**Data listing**
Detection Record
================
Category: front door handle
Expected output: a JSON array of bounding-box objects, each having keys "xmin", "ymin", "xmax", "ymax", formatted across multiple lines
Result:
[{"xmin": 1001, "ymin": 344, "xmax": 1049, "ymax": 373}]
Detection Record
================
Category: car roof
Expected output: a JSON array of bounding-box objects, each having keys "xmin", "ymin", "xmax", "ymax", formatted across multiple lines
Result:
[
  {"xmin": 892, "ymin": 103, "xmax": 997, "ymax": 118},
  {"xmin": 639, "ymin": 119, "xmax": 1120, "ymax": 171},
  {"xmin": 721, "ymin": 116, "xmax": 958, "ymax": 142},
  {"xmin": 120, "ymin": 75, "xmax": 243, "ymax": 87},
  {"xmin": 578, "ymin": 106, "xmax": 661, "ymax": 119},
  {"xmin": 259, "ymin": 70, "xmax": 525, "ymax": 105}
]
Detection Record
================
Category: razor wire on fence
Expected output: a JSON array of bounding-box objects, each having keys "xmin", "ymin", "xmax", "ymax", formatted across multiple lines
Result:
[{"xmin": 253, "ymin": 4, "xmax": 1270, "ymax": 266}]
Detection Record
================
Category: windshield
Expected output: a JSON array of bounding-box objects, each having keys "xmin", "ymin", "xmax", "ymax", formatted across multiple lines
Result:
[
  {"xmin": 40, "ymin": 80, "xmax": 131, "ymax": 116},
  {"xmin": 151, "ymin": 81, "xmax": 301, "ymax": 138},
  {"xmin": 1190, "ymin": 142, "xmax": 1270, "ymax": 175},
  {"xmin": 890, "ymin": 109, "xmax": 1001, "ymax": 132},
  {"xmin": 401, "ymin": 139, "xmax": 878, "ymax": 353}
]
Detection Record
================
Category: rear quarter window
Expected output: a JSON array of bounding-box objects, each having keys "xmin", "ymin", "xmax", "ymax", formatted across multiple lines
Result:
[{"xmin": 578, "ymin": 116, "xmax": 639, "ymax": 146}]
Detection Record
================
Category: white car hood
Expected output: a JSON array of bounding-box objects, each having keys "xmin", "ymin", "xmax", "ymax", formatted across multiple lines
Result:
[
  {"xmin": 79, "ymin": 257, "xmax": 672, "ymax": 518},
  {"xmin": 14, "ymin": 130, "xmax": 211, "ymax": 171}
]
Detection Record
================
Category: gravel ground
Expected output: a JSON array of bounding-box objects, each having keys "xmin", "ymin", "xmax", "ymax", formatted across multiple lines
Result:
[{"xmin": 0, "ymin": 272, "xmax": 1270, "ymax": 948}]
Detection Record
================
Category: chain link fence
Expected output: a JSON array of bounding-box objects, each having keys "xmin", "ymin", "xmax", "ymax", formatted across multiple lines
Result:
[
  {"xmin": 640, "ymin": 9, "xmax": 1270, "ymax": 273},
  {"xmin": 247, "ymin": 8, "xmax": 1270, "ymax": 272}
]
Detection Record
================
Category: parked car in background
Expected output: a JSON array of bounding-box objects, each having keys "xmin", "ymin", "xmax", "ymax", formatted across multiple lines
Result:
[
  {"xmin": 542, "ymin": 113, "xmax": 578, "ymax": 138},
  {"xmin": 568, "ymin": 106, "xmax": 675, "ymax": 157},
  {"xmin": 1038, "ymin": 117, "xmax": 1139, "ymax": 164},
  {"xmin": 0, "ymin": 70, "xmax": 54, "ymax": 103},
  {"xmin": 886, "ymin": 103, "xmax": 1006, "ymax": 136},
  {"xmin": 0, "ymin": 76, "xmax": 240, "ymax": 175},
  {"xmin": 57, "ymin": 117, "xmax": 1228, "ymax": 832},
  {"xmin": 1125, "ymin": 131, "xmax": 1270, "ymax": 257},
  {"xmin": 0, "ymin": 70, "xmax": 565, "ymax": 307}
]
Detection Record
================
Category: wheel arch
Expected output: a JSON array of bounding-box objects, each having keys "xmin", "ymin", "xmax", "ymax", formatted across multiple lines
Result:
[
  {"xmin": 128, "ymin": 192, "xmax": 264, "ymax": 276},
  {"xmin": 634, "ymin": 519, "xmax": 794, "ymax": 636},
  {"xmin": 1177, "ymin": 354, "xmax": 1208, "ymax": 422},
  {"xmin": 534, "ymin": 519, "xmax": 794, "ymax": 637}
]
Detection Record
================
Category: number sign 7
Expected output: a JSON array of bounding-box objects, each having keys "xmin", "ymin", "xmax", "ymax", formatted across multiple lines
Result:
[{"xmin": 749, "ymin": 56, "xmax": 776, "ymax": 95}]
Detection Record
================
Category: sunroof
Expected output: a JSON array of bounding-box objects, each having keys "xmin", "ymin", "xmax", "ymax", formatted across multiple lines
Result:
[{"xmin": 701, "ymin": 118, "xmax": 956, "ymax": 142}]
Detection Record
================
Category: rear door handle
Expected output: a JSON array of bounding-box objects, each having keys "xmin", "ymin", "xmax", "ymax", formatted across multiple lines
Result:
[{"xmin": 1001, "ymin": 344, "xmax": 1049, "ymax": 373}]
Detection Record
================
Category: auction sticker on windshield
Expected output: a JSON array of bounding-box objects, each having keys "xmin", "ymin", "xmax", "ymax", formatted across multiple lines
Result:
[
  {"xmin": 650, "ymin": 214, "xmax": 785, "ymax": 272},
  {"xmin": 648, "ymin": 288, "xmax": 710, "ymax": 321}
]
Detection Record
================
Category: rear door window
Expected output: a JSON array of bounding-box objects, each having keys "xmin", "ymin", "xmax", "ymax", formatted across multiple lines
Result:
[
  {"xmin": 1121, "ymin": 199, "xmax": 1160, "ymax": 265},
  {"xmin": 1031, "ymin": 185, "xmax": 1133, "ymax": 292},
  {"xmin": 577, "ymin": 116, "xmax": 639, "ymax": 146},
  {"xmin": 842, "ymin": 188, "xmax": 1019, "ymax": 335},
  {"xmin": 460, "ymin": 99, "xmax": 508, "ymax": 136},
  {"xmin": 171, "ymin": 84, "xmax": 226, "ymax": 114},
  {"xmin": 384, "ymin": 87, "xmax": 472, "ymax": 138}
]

**Problem description**
Count the lines in the records above that contain the string "window". Reply with the number alone.

**The completed task**
2